* [Obiettivo]:
Secondo l'estratto del documento, che cos'è la vita per chi parla?

* [Estratto del documento]:
=====

Tu certamente capisci il perché delle cose
e conosci il frutto del passare
del tempo, mattina e sera,
del suo tacito e infinito scorrere.
71-78: Tu certamente conosci
a quale amore la primavera sorrida,
a chi giovi l’ardore
e che procuri l’inverno con i suoi ghiacci.
Sai mille cose,
scopri mille segreti
che sono celati al semplice pastore.
79-86: Spesso, quando ti vedo immobile
sul deserto piano,
che al limite dell’orizzonte si congiunge col cielo,
o quando ti seguo viaggiando con il mio gregge,
oppure quando osservo in cielo le stelle brillare,
penso fra me: “Perché tante luci?
Cosa fa l’aria infinita
e quel profondo cielo infinito e sereno?
Cosa vuol dire questa immensa solitudine?
E io, chi sono?”
87-98: Così ragiono dentro di me,
e rifletto sull’immensità del cielo
e sulle innumerevoli stelle;
poi penso al tanto lavoro,
al movimento incessante di ogni cosa celeste e terrena,
che girano senza sosta
per tornare sempre là da dove sono partite.
Tuttavia, non riesco a immaginare
alcuno scopo o frutto di tutto ciò.
Ma tu, giovane immortale,
certamente conosci tutto.
99-108: Questo è quello che so e sento:
che di questi giri eterni,
e del mio essere fragile,
forse qualcun altro potrà trarre qualche bene o contentezza;
ma per me la vita è una sofferenza.

=====

* [Dati forniti]:
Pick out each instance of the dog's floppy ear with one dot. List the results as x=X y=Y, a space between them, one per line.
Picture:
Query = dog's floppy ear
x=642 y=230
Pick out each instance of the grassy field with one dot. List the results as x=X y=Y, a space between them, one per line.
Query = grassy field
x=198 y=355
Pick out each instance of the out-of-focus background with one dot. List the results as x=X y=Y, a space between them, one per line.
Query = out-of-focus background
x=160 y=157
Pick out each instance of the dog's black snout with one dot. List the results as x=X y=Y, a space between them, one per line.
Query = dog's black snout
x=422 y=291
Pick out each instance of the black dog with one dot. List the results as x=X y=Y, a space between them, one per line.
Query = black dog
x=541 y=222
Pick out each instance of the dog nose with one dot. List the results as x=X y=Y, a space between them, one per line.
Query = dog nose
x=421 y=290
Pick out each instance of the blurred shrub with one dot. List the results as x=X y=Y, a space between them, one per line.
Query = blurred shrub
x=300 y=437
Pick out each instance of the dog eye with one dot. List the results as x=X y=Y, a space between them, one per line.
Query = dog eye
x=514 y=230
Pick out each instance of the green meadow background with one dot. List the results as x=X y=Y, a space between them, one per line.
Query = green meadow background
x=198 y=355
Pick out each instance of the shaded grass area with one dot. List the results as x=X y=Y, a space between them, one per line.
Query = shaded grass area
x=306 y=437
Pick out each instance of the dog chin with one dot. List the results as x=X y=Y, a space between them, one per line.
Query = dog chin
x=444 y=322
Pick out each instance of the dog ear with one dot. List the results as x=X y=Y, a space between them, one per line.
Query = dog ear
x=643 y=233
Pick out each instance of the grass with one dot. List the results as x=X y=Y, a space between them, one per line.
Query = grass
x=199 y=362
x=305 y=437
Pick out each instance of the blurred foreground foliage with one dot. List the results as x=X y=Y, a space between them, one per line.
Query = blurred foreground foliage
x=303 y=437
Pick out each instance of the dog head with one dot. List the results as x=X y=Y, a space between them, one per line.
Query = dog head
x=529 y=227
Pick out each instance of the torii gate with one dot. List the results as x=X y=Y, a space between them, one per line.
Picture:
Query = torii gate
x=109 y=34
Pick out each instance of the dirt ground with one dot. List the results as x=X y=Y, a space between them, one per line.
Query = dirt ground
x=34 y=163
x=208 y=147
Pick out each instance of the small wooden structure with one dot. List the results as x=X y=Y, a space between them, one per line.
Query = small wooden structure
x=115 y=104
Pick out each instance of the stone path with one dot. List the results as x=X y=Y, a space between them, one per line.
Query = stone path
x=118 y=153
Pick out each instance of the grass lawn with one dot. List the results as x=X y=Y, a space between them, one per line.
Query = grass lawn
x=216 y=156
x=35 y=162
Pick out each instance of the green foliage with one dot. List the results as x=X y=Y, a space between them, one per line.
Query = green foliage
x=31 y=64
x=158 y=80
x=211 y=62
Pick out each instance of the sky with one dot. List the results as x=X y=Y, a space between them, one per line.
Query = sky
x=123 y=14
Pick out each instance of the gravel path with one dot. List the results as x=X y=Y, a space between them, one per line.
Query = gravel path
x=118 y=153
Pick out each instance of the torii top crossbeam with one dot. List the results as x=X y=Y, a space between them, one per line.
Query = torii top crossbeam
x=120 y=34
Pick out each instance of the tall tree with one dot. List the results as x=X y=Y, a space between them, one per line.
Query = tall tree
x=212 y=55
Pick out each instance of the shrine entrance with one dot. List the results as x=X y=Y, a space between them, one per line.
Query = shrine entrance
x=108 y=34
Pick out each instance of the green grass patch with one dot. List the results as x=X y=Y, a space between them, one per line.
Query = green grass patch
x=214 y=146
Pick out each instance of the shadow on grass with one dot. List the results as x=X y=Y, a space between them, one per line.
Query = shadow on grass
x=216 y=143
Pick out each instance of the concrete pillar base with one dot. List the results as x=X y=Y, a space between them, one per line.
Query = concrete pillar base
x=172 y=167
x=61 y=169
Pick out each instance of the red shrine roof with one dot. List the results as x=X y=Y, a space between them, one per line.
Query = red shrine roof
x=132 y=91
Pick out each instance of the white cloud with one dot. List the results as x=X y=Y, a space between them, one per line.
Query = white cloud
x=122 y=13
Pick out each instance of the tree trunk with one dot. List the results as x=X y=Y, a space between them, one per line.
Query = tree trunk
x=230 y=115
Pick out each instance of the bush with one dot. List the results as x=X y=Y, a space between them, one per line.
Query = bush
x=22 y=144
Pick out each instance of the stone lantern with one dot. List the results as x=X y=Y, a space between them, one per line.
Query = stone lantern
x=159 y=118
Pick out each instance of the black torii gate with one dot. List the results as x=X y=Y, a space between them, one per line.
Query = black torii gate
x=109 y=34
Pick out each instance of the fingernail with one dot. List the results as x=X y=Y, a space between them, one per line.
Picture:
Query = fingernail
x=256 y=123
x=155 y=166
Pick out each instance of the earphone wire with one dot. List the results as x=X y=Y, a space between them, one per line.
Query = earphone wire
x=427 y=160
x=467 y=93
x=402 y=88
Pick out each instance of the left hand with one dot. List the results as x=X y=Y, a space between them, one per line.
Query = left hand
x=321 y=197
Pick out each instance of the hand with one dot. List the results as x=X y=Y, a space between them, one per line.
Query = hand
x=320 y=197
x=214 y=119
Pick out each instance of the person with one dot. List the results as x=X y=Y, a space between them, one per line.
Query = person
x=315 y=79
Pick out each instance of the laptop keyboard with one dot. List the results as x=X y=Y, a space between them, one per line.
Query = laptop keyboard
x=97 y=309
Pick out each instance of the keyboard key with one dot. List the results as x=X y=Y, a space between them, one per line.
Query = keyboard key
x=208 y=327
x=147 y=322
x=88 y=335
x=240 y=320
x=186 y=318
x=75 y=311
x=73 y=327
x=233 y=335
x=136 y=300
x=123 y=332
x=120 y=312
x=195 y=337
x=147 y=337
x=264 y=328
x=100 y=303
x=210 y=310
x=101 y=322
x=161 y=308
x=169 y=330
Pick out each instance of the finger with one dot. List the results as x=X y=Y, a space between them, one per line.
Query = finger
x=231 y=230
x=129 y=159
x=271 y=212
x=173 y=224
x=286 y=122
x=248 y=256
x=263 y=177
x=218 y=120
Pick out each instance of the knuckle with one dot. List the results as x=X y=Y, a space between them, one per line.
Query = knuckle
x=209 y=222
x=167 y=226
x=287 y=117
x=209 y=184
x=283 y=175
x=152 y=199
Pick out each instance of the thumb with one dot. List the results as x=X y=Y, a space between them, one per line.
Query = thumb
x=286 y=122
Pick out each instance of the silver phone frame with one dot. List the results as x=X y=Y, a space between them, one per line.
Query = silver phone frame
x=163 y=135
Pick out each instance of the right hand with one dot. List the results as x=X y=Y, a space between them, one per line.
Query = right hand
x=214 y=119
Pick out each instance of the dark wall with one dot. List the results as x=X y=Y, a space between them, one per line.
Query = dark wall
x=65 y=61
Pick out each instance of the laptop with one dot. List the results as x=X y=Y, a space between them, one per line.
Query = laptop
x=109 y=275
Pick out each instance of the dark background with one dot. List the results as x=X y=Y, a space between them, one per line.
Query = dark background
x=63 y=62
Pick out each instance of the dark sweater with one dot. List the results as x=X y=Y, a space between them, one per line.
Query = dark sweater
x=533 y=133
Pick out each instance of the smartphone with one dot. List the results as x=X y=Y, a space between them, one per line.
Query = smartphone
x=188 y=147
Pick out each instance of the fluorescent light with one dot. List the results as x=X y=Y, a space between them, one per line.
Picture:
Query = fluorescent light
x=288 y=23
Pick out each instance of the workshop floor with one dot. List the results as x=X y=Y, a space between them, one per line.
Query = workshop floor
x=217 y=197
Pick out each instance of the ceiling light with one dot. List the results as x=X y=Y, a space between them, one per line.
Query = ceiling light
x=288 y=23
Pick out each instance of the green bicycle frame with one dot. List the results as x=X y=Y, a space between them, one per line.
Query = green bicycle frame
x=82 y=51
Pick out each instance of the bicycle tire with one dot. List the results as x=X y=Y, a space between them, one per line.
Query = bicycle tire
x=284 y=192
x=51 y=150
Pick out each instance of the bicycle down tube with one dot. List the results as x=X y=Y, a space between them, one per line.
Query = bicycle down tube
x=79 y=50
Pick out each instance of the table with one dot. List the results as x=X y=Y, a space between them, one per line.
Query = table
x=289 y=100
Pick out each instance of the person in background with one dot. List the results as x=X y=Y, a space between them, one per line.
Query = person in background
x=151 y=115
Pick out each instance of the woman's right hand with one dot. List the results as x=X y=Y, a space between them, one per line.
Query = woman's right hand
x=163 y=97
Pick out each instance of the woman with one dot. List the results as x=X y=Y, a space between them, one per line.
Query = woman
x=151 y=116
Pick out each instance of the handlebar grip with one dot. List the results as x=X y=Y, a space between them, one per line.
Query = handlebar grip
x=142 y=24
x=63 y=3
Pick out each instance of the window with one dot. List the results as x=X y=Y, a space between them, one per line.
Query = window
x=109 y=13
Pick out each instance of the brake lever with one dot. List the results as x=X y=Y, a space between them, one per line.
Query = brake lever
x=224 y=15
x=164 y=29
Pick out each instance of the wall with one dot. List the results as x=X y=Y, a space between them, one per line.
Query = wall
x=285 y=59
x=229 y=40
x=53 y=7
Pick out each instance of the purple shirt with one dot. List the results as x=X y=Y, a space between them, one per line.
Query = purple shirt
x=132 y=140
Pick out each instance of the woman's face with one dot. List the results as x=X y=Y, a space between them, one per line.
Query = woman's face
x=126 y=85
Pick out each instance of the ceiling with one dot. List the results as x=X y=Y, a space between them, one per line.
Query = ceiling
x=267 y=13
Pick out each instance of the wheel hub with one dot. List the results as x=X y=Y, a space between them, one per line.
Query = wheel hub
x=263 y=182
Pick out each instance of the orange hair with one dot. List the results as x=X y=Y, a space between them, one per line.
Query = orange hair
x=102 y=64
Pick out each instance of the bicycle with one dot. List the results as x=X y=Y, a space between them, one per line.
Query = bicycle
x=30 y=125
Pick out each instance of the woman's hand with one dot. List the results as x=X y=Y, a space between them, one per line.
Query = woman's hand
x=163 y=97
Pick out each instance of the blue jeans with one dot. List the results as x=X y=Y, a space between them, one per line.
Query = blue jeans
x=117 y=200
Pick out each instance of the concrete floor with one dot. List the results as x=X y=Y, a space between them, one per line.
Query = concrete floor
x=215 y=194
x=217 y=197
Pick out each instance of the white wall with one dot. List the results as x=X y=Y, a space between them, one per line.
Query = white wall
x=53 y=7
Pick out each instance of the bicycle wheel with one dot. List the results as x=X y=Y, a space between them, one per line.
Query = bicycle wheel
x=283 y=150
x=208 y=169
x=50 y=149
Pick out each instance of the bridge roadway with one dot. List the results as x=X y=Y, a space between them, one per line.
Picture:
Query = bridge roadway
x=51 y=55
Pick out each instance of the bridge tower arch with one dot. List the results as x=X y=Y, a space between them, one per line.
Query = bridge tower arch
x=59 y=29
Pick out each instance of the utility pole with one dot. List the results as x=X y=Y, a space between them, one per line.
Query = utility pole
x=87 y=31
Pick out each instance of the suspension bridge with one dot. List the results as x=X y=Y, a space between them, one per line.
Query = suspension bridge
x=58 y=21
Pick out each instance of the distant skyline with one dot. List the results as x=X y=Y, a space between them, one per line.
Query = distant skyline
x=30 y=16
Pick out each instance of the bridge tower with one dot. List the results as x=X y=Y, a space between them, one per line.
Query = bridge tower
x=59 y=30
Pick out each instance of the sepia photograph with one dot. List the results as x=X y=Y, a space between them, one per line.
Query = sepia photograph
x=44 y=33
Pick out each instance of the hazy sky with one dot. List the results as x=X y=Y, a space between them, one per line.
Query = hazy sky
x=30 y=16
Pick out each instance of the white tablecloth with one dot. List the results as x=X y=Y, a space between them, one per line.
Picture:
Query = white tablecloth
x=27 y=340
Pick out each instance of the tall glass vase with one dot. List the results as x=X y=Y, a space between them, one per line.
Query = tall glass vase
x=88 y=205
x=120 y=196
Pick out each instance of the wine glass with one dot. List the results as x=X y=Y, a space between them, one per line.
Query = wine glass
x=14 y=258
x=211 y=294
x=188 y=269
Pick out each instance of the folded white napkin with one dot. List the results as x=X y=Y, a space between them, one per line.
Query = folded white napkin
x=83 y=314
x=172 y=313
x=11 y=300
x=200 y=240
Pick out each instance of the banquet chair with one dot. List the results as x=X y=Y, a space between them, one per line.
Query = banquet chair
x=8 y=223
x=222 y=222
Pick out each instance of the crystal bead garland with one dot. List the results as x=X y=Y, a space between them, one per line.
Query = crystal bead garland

=====

* [Soluzione]:
Una sofferenza.